Texto apresentado =
+--

Tudo mudou para ficar como está.
O referendo no qual a maioria dos chilenos disse "não" ao rascunho de nova Constituição, no domingo (17), sepulta um processo de quatro anos de idas e vindas de tentativas de reformar o arcabouço legal e institucional do país sacudido pela revolução de 2019.
Antes de o mundo se assombrar com a covid-19, em outubro daquele ano, os chilenos foram às ruas reivindicar maiores direitos sociais, como saúde, educação e mudanças na previdência. O "2019" do Chile chegou tardio, como o 2013 do Brasil, e as exigências dos manifestantes encontraram como resposta de um governo Sebastián Piñera contra a parede a elaboração de uma nova Constituição.
A que estava em vigor fora outorgada no apagar das luzes da ditadura de Augusto Pinochet, em 1980.
Em 2020, Piñera convocou uma consulta popular na qual os chilenos disseram que queriam a nova Carta Magna e que esta deveria ser escrita por uma Assembleia Constituinte eleita. No ano seguinte, os 155 membros foram escolhidos para a tarefa. Nesse meio tempo, Gabriel Boric, um jovem político filho dos movimentos estudantis que serviram como motor da revolução de 2019, foi eleito presidente. Tudo isso em meio à pandemia de covid-19.
O texto da nova Constituição, com forte espírito progressista, com ampliação dos direitos das mulheres, a definição de um estado plurinacional e a implantação de um sistema público de educação, saúde e previdência fora entregue em 2022. No dia 4 de setembro, a maioria dos chilenos disse "não" ao rascunho, em uma derrota fulcral para o governo Boric.

+--

Dados de localização de pontos =
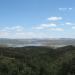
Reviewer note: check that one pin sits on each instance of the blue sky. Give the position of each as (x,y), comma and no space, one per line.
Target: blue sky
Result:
(37,18)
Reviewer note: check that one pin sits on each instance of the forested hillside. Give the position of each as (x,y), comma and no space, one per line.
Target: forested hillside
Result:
(33,60)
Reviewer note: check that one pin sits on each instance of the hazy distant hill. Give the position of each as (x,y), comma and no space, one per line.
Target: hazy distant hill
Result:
(37,42)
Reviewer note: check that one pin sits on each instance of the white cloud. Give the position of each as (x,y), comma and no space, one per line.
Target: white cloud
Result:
(54,18)
(45,26)
(65,9)
(68,23)
(73,27)
(57,29)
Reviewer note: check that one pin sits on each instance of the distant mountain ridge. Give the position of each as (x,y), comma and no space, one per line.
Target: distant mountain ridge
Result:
(53,42)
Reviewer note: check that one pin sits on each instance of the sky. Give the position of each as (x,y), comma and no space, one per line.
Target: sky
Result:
(37,19)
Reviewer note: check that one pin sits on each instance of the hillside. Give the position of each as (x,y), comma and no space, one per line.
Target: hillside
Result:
(37,60)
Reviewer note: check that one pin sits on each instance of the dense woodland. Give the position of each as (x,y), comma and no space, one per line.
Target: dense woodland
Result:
(37,60)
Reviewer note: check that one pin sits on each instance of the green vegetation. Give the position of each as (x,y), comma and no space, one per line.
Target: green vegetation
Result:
(37,61)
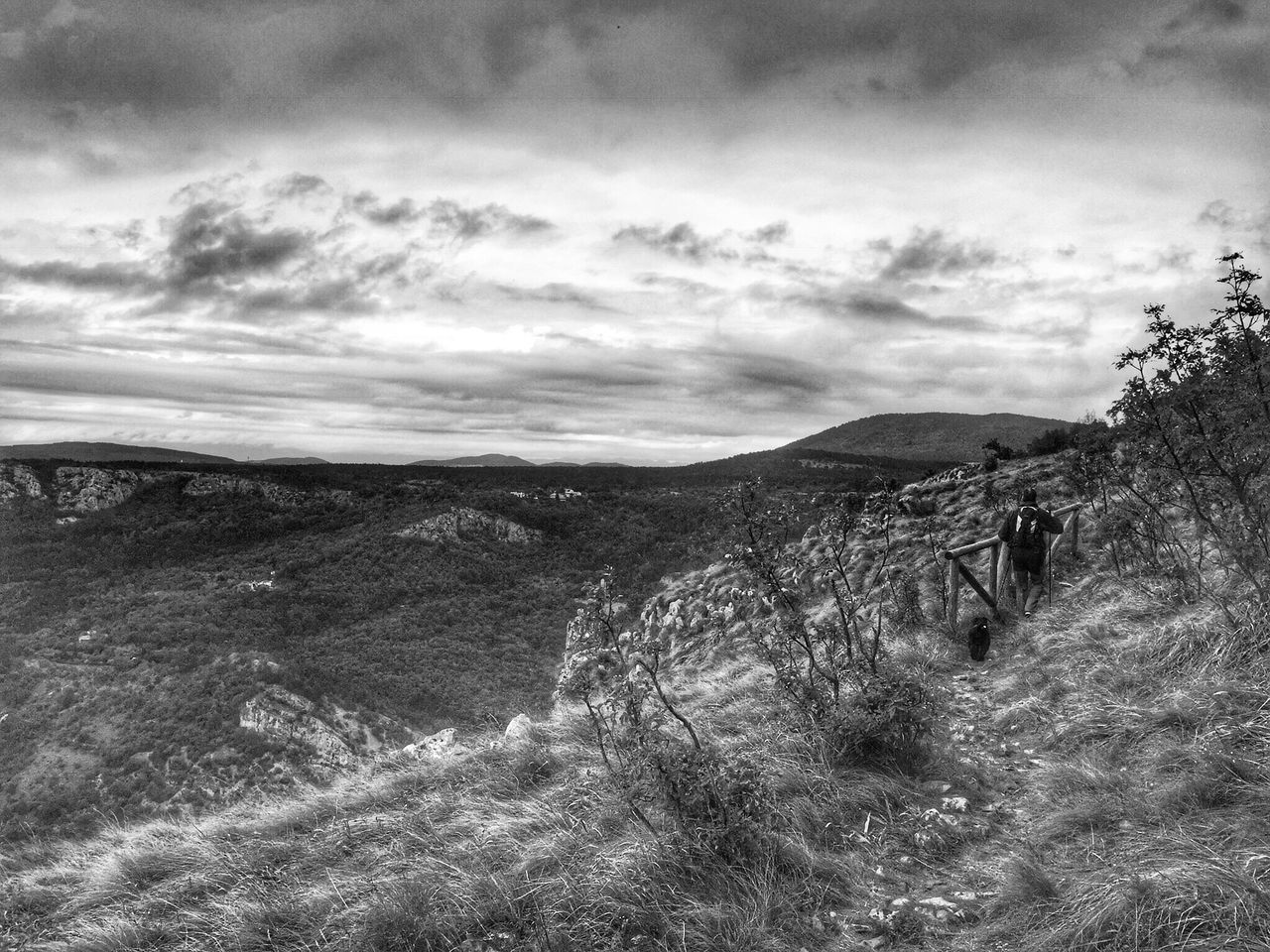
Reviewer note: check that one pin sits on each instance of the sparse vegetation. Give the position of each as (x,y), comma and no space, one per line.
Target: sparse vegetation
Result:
(1098,784)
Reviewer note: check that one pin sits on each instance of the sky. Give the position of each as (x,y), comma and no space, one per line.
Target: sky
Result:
(603,230)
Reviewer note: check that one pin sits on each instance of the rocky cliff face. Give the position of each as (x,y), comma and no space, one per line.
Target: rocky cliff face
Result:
(86,489)
(291,719)
(18,480)
(461,521)
(214,484)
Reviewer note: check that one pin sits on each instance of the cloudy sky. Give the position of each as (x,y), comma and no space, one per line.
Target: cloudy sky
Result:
(603,229)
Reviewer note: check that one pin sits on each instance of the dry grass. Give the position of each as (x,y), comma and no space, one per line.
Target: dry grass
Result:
(1147,825)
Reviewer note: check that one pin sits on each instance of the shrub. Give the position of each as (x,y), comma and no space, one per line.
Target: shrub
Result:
(1194,430)
(829,667)
(652,752)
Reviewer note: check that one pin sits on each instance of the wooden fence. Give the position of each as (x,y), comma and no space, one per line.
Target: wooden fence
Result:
(998,563)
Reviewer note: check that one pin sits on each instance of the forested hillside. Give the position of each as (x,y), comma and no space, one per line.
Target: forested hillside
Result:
(143,607)
(788,747)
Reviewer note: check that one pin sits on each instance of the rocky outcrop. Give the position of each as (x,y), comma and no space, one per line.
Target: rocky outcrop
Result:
(86,489)
(214,484)
(18,481)
(211,484)
(444,743)
(462,522)
(291,719)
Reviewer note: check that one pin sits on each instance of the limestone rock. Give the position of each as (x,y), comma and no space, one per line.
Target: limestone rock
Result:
(461,521)
(289,717)
(86,488)
(444,743)
(19,480)
(518,729)
(208,484)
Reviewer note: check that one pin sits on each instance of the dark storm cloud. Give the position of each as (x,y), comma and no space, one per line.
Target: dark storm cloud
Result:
(930,253)
(1209,13)
(108,276)
(119,53)
(680,240)
(771,234)
(213,240)
(370,207)
(299,184)
(557,294)
(462,222)
(272,54)
(445,217)
(339,295)
(685,241)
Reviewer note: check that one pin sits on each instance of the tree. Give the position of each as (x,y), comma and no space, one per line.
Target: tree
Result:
(1194,430)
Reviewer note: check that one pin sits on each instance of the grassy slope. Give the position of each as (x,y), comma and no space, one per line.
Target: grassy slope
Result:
(933,435)
(1111,756)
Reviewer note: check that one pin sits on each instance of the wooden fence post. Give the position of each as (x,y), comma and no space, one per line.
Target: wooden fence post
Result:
(993,574)
(1003,570)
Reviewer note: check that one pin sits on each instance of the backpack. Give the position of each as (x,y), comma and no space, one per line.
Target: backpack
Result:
(1028,543)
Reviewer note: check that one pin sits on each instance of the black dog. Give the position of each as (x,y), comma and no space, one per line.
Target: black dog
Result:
(979,638)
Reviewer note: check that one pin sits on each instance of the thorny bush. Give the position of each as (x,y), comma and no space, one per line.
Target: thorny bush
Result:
(829,666)
(1185,476)
(651,748)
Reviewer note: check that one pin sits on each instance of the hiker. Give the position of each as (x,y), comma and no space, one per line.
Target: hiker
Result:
(1024,530)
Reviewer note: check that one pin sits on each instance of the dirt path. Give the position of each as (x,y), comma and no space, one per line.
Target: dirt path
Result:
(942,866)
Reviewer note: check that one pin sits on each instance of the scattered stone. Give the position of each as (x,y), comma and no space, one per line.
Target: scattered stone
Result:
(518,729)
(462,521)
(19,480)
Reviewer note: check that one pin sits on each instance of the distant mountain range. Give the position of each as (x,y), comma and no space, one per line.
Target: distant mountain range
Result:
(485,460)
(105,453)
(933,435)
(925,436)
(498,460)
(291,461)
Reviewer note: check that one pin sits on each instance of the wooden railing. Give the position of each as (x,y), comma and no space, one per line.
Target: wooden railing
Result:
(998,565)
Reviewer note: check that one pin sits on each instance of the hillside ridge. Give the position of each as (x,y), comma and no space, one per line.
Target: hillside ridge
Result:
(929,435)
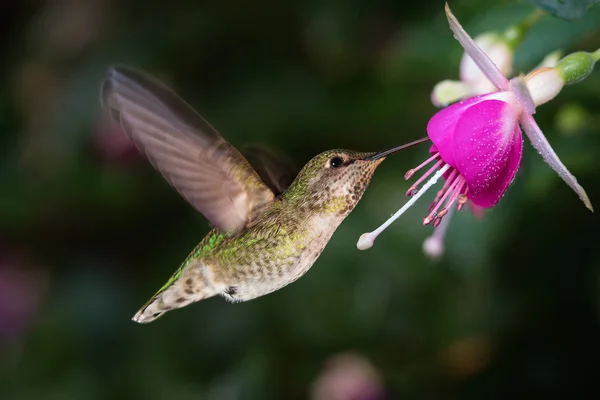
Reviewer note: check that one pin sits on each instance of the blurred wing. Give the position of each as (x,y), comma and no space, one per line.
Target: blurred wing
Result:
(206,170)
(274,167)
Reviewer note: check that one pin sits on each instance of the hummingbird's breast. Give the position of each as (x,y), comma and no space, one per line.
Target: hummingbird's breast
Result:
(275,252)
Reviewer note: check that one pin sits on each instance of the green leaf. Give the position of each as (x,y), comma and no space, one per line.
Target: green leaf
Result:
(565,9)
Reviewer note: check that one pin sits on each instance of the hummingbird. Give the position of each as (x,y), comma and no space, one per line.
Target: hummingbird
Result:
(268,227)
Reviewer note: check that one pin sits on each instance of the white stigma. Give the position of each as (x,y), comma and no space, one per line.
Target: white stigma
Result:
(366,239)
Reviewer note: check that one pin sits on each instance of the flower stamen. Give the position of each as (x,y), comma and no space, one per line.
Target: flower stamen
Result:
(409,174)
(366,240)
(422,178)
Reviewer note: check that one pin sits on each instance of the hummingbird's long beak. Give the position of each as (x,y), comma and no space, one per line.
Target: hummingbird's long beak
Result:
(385,153)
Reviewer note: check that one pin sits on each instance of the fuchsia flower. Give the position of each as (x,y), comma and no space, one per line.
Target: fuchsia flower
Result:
(477,143)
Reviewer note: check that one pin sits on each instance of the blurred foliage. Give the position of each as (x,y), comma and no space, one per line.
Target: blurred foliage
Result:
(567,9)
(88,231)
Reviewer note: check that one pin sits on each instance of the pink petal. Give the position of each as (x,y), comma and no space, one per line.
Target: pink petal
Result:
(487,147)
(483,62)
(494,192)
(442,125)
(539,141)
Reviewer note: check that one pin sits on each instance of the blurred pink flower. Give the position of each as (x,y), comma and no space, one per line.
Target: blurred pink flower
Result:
(348,377)
(19,297)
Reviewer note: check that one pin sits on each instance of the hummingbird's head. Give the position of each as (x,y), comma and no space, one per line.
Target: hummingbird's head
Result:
(335,180)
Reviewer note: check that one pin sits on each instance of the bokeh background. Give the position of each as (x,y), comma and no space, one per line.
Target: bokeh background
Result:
(88,230)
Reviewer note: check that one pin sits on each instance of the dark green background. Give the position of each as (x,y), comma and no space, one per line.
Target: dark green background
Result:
(88,231)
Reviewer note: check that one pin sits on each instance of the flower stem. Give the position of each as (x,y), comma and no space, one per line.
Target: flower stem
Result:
(366,239)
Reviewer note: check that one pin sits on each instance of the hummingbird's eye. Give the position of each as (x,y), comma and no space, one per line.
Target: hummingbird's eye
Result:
(336,162)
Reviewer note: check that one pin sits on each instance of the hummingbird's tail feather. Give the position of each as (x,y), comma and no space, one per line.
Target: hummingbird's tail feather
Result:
(188,285)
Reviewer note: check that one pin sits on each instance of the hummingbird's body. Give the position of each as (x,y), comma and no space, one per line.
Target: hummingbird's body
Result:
(266,234)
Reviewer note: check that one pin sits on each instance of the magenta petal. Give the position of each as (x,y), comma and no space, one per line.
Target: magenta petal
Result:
(442,125)
(494,192)
(487,145)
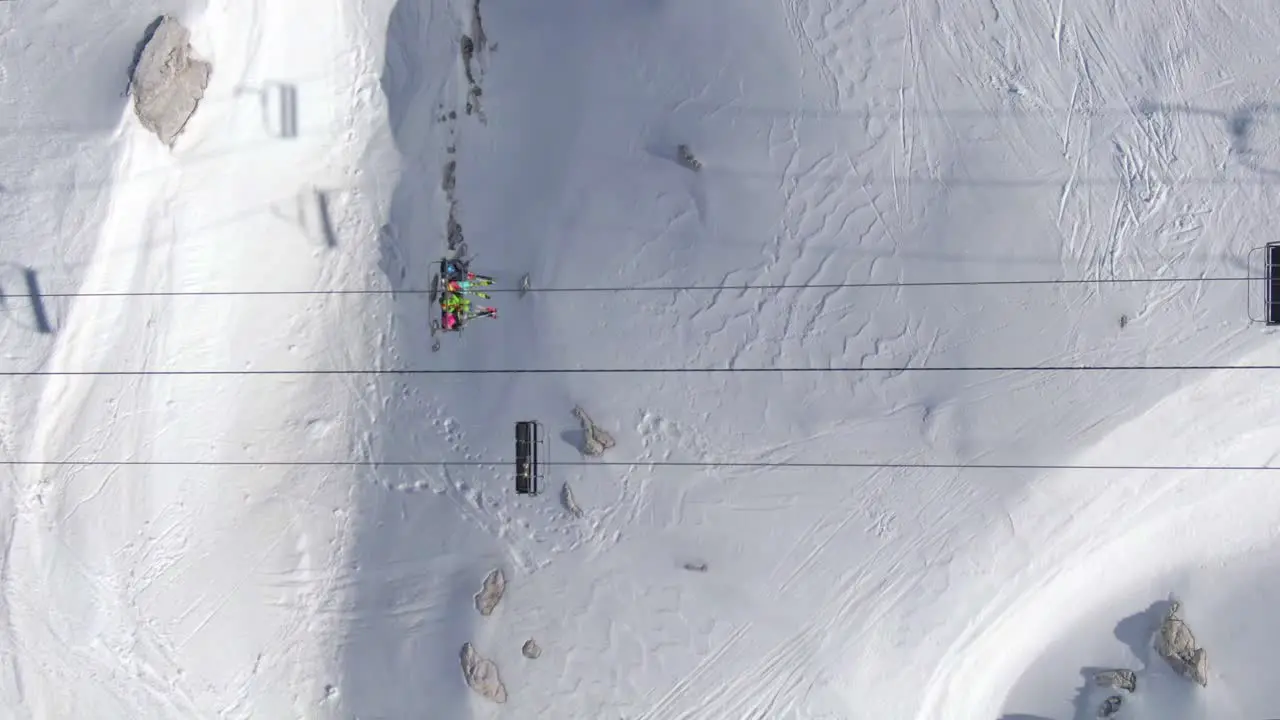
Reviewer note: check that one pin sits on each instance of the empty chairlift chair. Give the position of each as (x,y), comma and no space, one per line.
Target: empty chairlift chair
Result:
(529,472)
(1272,294)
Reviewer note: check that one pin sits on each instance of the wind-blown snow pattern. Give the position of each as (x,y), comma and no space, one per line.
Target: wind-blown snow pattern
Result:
(842,144)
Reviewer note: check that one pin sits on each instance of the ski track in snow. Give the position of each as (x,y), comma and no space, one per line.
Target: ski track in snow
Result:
(841,142)
(145,588)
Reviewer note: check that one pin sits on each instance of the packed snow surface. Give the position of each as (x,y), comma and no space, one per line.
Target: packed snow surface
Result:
(190,546)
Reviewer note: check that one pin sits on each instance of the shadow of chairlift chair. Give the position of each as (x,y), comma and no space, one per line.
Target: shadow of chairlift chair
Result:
(529,470)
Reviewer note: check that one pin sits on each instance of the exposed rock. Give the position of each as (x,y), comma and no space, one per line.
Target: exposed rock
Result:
(530,650)
(1118,679)
(1176,645)
(481,675)
(595,441)
(1110,707)
(686,158)
(490,592)
(168,81)
(570,502)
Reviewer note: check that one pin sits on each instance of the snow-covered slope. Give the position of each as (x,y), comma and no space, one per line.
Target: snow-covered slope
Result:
(841,144)
(150,589)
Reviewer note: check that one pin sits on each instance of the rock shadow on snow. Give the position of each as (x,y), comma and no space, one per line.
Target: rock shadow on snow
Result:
(1137,629)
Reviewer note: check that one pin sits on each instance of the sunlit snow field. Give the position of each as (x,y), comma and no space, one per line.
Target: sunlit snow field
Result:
(227,545)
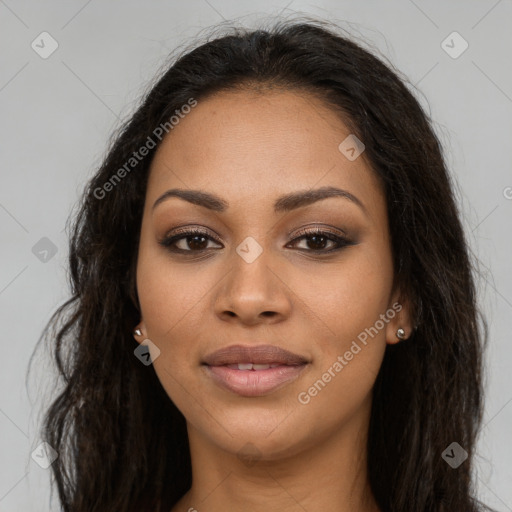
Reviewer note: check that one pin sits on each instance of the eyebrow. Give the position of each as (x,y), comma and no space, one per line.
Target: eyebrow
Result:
(285,203)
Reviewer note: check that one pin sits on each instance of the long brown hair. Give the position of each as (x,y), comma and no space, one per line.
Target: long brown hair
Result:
(122,442)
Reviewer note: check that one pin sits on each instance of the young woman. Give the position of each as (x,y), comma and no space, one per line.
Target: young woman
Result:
(272,306)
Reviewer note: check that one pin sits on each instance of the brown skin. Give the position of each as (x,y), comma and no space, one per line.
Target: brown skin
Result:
(249,148)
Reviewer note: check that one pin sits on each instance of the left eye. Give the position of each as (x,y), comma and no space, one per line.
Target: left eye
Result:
(198,240)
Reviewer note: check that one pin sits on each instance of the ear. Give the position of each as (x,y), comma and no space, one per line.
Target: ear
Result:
(140,337)
(399,316)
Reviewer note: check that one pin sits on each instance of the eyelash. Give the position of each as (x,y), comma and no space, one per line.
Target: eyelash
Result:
(340,241)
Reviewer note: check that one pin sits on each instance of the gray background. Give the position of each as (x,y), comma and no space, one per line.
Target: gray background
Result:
(58,112)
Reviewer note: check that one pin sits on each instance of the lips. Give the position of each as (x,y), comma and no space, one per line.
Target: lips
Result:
(257,355)
(253,371)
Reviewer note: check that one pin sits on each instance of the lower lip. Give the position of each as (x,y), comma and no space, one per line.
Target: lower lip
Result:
(254,382)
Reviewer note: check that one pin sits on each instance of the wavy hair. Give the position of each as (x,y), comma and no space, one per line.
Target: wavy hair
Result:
(122,442)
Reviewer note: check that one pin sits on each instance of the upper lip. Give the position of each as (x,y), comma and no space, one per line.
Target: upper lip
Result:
(259,354)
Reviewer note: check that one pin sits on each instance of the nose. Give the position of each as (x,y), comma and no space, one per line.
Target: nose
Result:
(253,292)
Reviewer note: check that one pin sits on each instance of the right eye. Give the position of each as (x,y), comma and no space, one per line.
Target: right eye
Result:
(194,239)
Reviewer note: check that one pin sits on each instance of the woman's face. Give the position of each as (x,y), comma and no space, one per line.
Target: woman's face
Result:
(252,278)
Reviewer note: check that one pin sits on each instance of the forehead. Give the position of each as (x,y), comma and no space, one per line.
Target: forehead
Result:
(251,147)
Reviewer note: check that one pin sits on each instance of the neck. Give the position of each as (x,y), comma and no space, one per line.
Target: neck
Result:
(330,474)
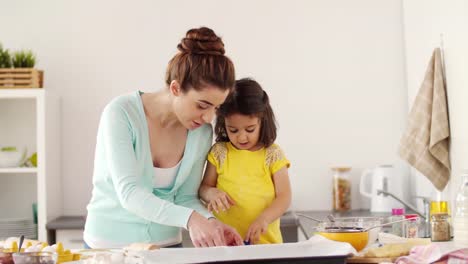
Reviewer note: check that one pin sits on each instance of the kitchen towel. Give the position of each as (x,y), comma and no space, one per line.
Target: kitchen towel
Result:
(426,141)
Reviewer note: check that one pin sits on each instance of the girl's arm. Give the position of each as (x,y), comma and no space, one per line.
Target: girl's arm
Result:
(277,208)
(208,182)
(216,199)
(283,196)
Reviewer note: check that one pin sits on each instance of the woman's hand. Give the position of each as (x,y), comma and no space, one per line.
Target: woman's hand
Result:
(231,236)
(218,200)
(209,233)
(258,227)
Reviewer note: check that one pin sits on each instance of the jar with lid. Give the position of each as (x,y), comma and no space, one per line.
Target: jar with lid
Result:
(397,214)
(341,189)
(411,226)
(460,219)
(440,227)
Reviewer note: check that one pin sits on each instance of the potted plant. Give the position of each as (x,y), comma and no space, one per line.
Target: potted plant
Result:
(5,58)
(23,74)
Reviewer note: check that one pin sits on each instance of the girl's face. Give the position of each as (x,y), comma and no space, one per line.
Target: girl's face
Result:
(195,108)
(243,131)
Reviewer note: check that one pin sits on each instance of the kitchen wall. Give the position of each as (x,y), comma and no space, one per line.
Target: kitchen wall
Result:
(430,24)
(334,70)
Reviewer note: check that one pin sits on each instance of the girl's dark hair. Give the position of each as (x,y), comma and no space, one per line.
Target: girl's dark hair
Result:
(247,98)
(200,62)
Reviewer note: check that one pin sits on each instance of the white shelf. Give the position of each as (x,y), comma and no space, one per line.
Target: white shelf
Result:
(20,93)
(18,170)
(33,117)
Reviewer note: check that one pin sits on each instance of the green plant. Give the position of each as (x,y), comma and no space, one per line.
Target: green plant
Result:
(5,58)
(8,149)
(24,59)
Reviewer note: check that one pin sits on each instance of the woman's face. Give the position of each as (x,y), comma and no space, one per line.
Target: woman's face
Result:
(243,131)
(195,108)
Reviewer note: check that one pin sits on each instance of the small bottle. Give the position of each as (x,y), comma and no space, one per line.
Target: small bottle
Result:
(411,226)
(460,219)
(341,189)
(440,227)
(397,214)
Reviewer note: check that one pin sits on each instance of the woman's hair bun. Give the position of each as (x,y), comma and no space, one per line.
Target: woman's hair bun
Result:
(201,41)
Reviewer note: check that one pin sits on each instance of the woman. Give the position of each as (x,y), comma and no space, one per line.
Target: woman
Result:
(150,152)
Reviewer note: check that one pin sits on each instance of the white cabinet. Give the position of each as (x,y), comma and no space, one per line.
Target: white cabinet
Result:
(70,238)
(30,118)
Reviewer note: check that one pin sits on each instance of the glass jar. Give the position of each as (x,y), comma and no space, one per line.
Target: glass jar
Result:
(397,214)
(341,189)
(440,227)
(439,207)
(460,219)
(411,226)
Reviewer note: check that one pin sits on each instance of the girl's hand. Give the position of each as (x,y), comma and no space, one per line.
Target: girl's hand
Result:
(210,232)
(258,227)
(218,200)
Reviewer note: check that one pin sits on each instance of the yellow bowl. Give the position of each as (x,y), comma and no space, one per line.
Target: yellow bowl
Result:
(357,239)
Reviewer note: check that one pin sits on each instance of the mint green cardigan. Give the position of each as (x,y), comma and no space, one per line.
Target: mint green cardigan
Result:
(124,207)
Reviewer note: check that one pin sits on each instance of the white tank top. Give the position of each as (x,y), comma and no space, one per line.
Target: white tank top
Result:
(164,177)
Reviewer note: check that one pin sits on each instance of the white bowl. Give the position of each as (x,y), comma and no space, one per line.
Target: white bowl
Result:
(12,159)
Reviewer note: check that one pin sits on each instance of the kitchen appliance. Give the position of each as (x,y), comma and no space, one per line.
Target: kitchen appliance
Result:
(386,178)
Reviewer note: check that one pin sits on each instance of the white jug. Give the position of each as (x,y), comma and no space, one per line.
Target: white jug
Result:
(385,178)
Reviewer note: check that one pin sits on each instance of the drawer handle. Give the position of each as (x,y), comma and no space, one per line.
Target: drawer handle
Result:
(76,241)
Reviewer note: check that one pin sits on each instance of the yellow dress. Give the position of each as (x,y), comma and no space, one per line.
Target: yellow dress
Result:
(246,176)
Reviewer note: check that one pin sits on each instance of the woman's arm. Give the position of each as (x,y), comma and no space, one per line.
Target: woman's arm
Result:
(117,136)
(277,208)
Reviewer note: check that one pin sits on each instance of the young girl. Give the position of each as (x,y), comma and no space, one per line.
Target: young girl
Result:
(246,182)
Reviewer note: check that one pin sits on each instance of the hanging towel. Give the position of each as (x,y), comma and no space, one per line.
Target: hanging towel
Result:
(425,143)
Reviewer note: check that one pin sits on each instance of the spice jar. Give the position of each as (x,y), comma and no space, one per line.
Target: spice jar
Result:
(440,227)
(397,214)
(341,189)
(411,226)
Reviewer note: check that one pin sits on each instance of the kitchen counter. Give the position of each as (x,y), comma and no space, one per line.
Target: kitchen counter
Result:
(289,228)
(307,225)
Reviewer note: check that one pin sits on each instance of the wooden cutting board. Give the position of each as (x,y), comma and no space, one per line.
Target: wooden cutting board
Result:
(370,260)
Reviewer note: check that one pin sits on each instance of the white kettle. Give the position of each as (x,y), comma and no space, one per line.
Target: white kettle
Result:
(385,178)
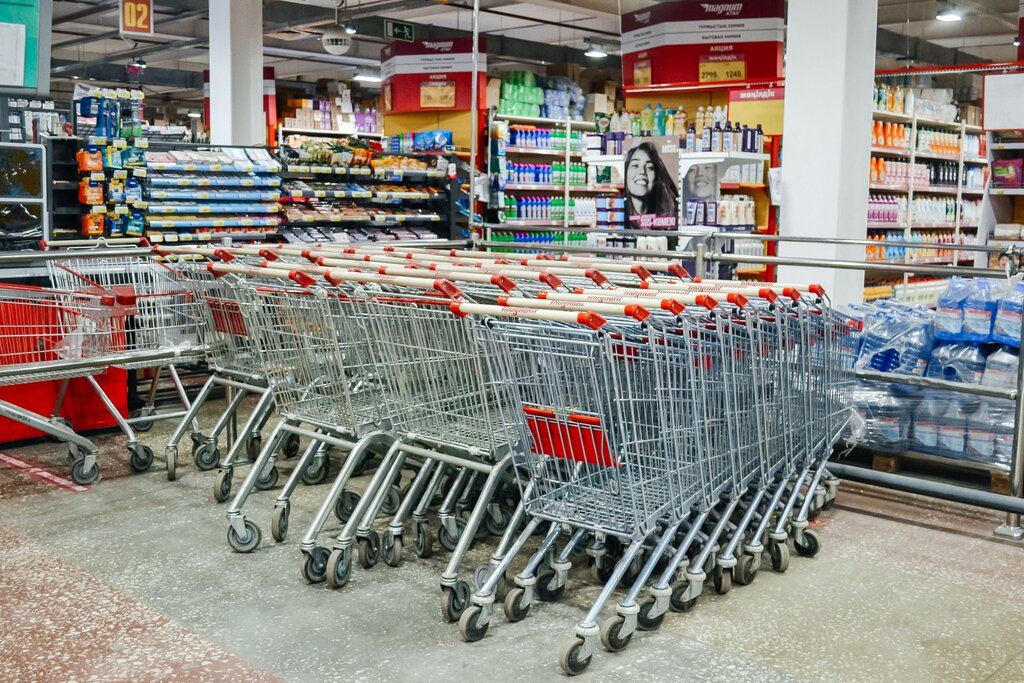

+--

Tarefas propostas =
1. Responda, com base no texto sobre a nova Constituição do Chile:
(a) Em que ano foi outorgada a Constituição que estava em vigor?
(b) Quantos membros foram escolhidos para a Assembleia Constituinte?
(c) Em que data de 2022 a maioria dos chilenos disse "não" ao rascunho?
2. Como fica em inglês esta frase do texto sobre a nova Constituição do Chile: "A que estava em vigor fora outorgada no apagar das luzes da ditadura de Augusto Pinochet, em 1980."?
3. Prossiga o texto sobre a nova Constituição do Chile a partir da última frase apresentada.

Tarefas resolvidas =
1.
(a) Em 1980.
(b) 155 membros.
(c) Em 4 de setembro.

2. The one in force had been granted in the twilight of Augusto Pinochet's dictatorship, in 1980.

3.
Os chilenos voltaram à prancheta - mas, sem um plano B, todo o processo que havia sido instaurado precisou ser revisto: já não se teria uma nova Assembleia Constituinte, porque, pelas regras, não se poderia eleger novos membros em um prazo tão curto. A alternativa foi a criação de um grupo de especialistas com forte viés conservador. Dos 55 membros, 33 eram de partidos de direita, a maioria ligados ao ex-candidato à presidência pelo Partido Republicano José Antonio Kast.
Voltaram à prancheta.
O novo esboço, entregue este ano, trouxe um texto, uma antítese do primeiro, defendia um modelo de Estado liberal, eliminava impostos patrimoniais pagos pelas classes mais altas, promovia um sistema educacional, de saúde e de Previdência que prejudica os setores mais humildes. Também deixava frestas para a eventual revogação da lei que autoriza o aborto em caso de risco de vida para a mãe, estupro e existência de más formações que inviabilizem a vida do feto, pelo argumento da "objeção de consciência".
O clima de "a que está aí é menos pior" dominava no domingo (17) os centros de votação, e o novo texto, ironicamente, também acabou sendo rejeitado. E também ironicamente isso foi uma vitória para Boric.
O que virá agora? Como disse na frase que abriu este texto: tudo mudou para ficar como está.
Após quatro anos, o sentimento é de cansaço. A falta de consenso é, em parte, culpa da polarização, mal político dessa esquina da história. Boric teve na primeira derrota teste para o resto de seu governo ainda no começo. Kast teve na sua própria perda um termômetro para suas ambições presidenciais.
As insatisfações que explodiram no "estallido" de 2019 permanecerão latentes até o próximo estopim. Ele virá, não duvide.
Nesses quatro anos de debate, o Chile deu exemplo ao Brasil - e ao mundo - de que é possível fazer um debate tão fundamental sobre o modelo de uma nação sem sobressaltos institucionais. Em nenhum momento, a democracia esteve ameaçada. E isso, nesses tempos, já é muito.